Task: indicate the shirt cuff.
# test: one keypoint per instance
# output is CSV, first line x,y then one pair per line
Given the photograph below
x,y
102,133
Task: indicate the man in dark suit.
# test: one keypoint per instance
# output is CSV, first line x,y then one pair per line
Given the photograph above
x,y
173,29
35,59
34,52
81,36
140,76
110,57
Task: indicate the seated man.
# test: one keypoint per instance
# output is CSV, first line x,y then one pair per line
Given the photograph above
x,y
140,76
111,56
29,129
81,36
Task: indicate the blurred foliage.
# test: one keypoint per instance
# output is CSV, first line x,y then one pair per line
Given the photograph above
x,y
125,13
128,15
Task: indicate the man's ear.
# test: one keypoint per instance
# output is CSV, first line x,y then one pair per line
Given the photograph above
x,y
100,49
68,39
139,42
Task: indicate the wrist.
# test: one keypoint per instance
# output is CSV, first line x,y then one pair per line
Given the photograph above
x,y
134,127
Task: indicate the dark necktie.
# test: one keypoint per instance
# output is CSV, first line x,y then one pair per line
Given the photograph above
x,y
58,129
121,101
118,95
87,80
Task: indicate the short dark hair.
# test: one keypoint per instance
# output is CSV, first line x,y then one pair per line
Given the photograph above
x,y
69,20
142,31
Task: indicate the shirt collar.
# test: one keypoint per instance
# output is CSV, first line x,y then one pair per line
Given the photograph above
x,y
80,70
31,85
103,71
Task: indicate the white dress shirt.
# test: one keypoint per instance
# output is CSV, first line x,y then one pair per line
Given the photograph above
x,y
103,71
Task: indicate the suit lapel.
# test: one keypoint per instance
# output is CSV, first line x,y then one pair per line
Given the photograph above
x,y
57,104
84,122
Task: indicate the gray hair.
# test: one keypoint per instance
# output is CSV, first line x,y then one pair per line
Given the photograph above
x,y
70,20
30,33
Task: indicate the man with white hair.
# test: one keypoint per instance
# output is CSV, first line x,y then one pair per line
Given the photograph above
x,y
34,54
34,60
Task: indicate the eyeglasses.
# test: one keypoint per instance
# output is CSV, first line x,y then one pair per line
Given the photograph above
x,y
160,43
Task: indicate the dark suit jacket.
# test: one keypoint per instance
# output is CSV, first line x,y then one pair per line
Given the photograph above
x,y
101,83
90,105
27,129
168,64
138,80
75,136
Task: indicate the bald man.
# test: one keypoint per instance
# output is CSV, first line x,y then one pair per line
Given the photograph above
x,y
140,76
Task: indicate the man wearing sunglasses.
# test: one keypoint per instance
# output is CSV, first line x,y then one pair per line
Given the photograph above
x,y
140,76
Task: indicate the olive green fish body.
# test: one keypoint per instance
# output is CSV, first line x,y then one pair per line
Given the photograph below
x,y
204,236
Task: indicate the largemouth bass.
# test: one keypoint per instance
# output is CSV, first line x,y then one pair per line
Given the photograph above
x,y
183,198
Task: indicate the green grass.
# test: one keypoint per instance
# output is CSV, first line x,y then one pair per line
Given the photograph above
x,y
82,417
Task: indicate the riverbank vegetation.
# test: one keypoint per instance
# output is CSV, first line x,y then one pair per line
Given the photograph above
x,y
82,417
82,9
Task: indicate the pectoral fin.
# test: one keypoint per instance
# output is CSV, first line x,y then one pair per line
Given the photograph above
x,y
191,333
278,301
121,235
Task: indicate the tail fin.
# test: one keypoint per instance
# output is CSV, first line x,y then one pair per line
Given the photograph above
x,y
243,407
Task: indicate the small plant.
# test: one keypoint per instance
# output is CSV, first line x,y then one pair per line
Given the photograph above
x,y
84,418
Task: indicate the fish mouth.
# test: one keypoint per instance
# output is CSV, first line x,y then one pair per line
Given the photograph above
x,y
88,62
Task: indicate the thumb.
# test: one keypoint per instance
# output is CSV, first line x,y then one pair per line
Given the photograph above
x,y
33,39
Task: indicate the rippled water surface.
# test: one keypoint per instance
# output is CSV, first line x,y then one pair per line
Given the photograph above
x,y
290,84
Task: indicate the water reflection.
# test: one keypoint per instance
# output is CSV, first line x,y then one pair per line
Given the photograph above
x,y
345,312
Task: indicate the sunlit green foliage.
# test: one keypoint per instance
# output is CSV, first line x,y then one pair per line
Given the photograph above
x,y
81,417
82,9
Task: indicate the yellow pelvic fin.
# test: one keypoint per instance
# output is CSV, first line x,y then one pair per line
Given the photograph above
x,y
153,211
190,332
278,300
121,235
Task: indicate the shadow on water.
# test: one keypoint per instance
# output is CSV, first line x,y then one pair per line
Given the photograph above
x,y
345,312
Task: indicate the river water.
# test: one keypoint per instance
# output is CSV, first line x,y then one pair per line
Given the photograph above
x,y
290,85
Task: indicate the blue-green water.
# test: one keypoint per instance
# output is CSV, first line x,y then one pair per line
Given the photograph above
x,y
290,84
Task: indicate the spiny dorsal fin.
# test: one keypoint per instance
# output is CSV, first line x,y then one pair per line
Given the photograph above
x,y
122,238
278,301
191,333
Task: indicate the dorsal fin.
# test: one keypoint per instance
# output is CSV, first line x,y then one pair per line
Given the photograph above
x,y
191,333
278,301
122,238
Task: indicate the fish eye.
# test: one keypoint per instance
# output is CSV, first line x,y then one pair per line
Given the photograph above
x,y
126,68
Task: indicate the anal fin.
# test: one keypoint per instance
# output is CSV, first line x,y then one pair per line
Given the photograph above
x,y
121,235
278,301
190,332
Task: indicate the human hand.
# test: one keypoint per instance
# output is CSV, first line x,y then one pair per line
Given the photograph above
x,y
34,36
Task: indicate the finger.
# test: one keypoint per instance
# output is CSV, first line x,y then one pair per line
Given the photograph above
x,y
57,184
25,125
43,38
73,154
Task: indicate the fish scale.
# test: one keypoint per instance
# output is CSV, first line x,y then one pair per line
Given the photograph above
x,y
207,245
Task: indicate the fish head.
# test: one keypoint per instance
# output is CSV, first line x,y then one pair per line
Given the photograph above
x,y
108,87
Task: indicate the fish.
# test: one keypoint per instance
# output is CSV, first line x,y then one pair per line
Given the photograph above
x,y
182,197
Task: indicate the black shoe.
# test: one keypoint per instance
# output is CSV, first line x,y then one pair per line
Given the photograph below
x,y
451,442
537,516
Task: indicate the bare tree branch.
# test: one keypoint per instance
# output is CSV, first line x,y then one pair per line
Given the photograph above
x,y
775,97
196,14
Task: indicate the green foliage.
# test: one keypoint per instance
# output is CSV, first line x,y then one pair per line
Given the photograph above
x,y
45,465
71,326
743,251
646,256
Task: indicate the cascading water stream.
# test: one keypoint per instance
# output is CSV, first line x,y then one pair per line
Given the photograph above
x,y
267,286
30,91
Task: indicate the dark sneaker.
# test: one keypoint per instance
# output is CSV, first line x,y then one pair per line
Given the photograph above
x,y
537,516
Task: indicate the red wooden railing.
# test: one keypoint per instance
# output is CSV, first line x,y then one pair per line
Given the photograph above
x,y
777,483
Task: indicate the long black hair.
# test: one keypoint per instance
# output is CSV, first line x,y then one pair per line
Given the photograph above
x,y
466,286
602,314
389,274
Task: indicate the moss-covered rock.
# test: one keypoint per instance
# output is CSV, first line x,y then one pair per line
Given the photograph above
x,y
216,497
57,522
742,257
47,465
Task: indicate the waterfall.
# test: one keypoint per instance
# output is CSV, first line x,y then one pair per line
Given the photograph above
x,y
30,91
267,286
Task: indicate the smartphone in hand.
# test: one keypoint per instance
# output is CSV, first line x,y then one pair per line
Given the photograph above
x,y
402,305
------------------------------
From the first line to the last, please quote the material above exactly.

▶ The completed task:
Task: indicate the shirt cuff.
# test: one keypoint per instance
# output is CSV, first line x,y then one pair per line
Given the photograph below
x,y
102,133
Task: indicate the man in dark suit.
# test: one keypoint per instance
# output is CSV, first line x,y then one pair per line
Given the photograph above
x,y
173,29
35,59
34,52
81,36
140,76
110,57
Task: indicate the seated man.
# test: one keypoint per instance
# output is CSV, first line x,y then one pair per line
Given the photograph above
x,y
140,76
111,56
29,129
81,36
Task: indicate the blurred foliage.
# test: one keypoint per instance
# output is CSV, first line x,y then one pair per line
Given the photograph above
x,y
125,13
128,15
Task: indicate the man's ear.
# test: one keypoint per instance
# output is CSV, first line x,y then one pair per line
Given the photograph above
x,y
100,49
68,39
139,42
Task: indicate the wrist.
# test: one keypoint per instance
# output is CSV, first line x,y then one pair per line
Given the photograph above
x,y
134,127
Task: indicate the dark necktie.
# test: one keypoint per instance
# output is CSV, first line x,y then one pair per line
Given the photograph above
x,y
58,129
121,101
118,95
87,80
Task: indicate the short dark hair.
# test: one keypoint per instance
# output is CSV, first line x,y then one pair per line
Given the photograph above
x,y
69,20
142,31
Task: indicate the shirt collar.
# test: one keypoint per instance
# output is CSV, first line x,y then one pair per line
Given the photograph above
x,y
80,70
31,85
103,71
Task: indicate the white dress shirt.
# test: one keypoint per instance
# output is CSV, first line x,y then one pair per line
Given the photograph above
x,y
103,71
Task: indicate the suit lapel.
# test: one keypoint per instance
# output is CSV, first line x,y then one pair per line
Given the photograph above
x,y
57,104
84,122
Task: indicate the gray hair.
# test: one keypoint per instance
# output is CSV, first line x,y then one pair per line
Given the photograph above
x,y
70,20
30,33
Task: indicate the man with white hair.
# test: one keypoint per instance
# output is CSV, first line x,y then one pair per line
Given the photograph above
x,y
34,54
34,60
Task: indicate the eyeglasses.
# test: one keypoint per instance
# output is CSV, first line x,y then one pair per line
Given the photograph above
x,y
160,43
Task: indicate the dark suit jacket.
# test: one keypoint per instance
# output is CSV, first line x,y then one pair per line
Given the photograph above
x,y
101,83
90,105
27,129
168,64
138,80
75,136
Task: indicate the bald man.
# test: one keypoint per instance
# output is CSV, first line x,y then one pair per line
Given the photograph above
x,y
140,76
Task: indicate the man wearing sunglasses.
# test: one keypoint per instance
# output is CSV, first line x,y then one pair per line
Given the photograph above
x,y
140,76
Task: indicate the olive green fish body.
# test: one keypoint per instance
# output is CSV, first line x,y then one pair per line
Given the photograph below
x,y
204,236
Task: indicate the largemouth bass.
# test: one keypoint per instance
# output is CSV, first line x,y then one pair per line
Given the photograph above
x,y
183,198
Task: indicate the green grass.
# test: one keypoint per instance
# output is CSV, first line x,y then one pair per line
Given the photograph above
x,y
82,417
Task: indicate the riverbank vegetation.
# test: one keypoint per instance
# output is CSV, first line x,y then one pair per line
Given the photograph above
x,y
82,417
82,9
Task: indicate the pectoral fin.
# test: one keypoint per instance
# output is CSV, first line x,y then one pair per line
Given the photograph above
x,y
191,333
278,301
121,235
Task: indicate the tail fin.
# test: one keypoint per instance
# output is CSV, first line x,y then one pair per line
Given the photograph above
x,y
243,407
Task: indicate the small plant.
# test: one keypoint per instance
# output is CSV, first line x,y then one pair per line
Given the photograph above
x,y
84,418
Task: indicate the fish mouth.
# test: one keypoint per instance
# output is CSV, first line x,y then one pair per line
Given the photograph above
x,y
88,62
Task: indicate the thumb.
# test: one keypoint per instance
# output is CSV, first line x,y then one pair per line
Given the photograph above
x,y
33,39
Task: indicate the rippled water surface.
# test: one keypoint per instance
# output is CSV, first line x,y then one pair per line
Given the photograph above
x,y
290,84
Task: indicate the water reflection.
# test: one keypoint per instance
# output is CSV, first line x,y then one pair per line
Given the photograph above
x,y
345,312
Task: indicate the sunlit green foliage.
# test: one keypoint per instance
# output is CSV, first line x,y then one pair per line
Given the photograph above
x,y
81,417
82,9
Task: indicate the yellow pelvic fin.
# test: one keypoint per instance
# output is CSV, first line x,y then one pair per line
Given the photograph above
x,y
153,211
190,332
278,300
121,235
Task: indicate the shadow on water.
# test: one keypoint per instance
# output is CSV, first line x,y then one pair per line
Given the photograph above
x,y
345,312
Task: indicate the river water.
# test: one keypoint per instance
# output is CSV, first line x,y then one pair per line
Given the photograph above
x,y
290,85
Task: indicate the blue-green water.
# test: one keypoint per instance
# output is CSV, first line x,y then one pair per line
Given the photograph above
x,y
290,84
Task: indicate the spiny dorsal fin.
# test: one keypoint per instance
# output is CSV, first line x,y then one pair per line
Given the photograph above
x,y
122,238
278,301
191,333
Task: indicate the dorsal fin.
# test: one keypoint per instance
# output is CSV, first line x,y then one pair per line
Given the photograph above
x,y
191,333
278,301
122,238
Task: indicate the fish eye.
# test: one keypoint per instance
# output is CSV, first line x,y then one pair per line
Given the photograph above
x,y
126,68
Task: indicate the anal fin.
# test: one keypoint per instance
# output is CSV, first line x,y then one pair per line
Given the photograph above
x,y
121,235
278,301
190,332
Task: indicate the human hand.
# test: one keypoint per instance
# output is CSV, first line x,y then one pair per line
Given the photograph above
x,y
34,36
Task: indicate the finger.
# test: one keypoint per instance
# output is CSV, first line x,y then one pair per line
Given the photograph above
x,y
57,184
25,125
43,38
73,154
Task: indicate the fish scale.
# test: one keypoint per instance
# output is CSV, first line x,y then one pair per line
Given the photograph above
x,y
207,245
Task: indicate the fish head.
# test: one keypoint per instance
# output is CSV, first line x,y then one pair per line
Given the photograph above
x,y
108,87
Task: indicate the fish.
# test: one keypoint per instance
# output is CSV, first line x,y then one pair per line
Given the photograph above
x,y
182,197
Task: indicate the black shoe.
# test: one keypoint per instance
# output is CSV, first line x,y then one pair per line
Given the photograph below
x,y
451,442
537,516
Task: indicate the bare tree branch.
# test: one keypoint per instance
# output is CSV, first line x,y then one pair per line
Given the photograph above
x,y
775,97
196,14
Task: indicate the green foliage.
# test: one keypoint per instance
# output is CSV, first line x,y then one pair per line
Given the photograph above
x,y
45,465
71,326
743,251
646,256
Task: indicate the cascading water stream.
# test: one keypoint per instance
# output is CSV, first line x,y then one pair per line
Given the photograph above
x,y
267,286
30,91
Task: indicate the dark sneaker.
# test: one keypoint per instance
# output is CSV, first line x,y then one pair per line
Given the photograph above
x,y
537,516
Task: indicate the red wooden railing.
# test: one keypoint per instance
# output is CSV, first line x,y then one pair per line
Given the photograph above
x,y
777,483
Task: indicate the long black hair.
# test: one keypoint per instance
# output is CSV, first line x,y then one pair per line
Given the photograph above
x,y
466,286
602,314
389,274
Task: indicate the moss-covered rock.
# test: one keypoint per instance
# output is CSV, first line x,y then one pair per line
Given the photograph above
x,y
216,497
57,522
742,257
47,465
Task: indicate the waterfall.
# test: one keypoint per instance
# output is CSV, first line x,y then one pair per line
Given the photograph above
x,y
30,91
267,286
Task: indicate the smartphone in hand.
# test: one keypoint per instance
# output is CSV, first line x,y then one pair per line
Given the photograph above
x,y
402,305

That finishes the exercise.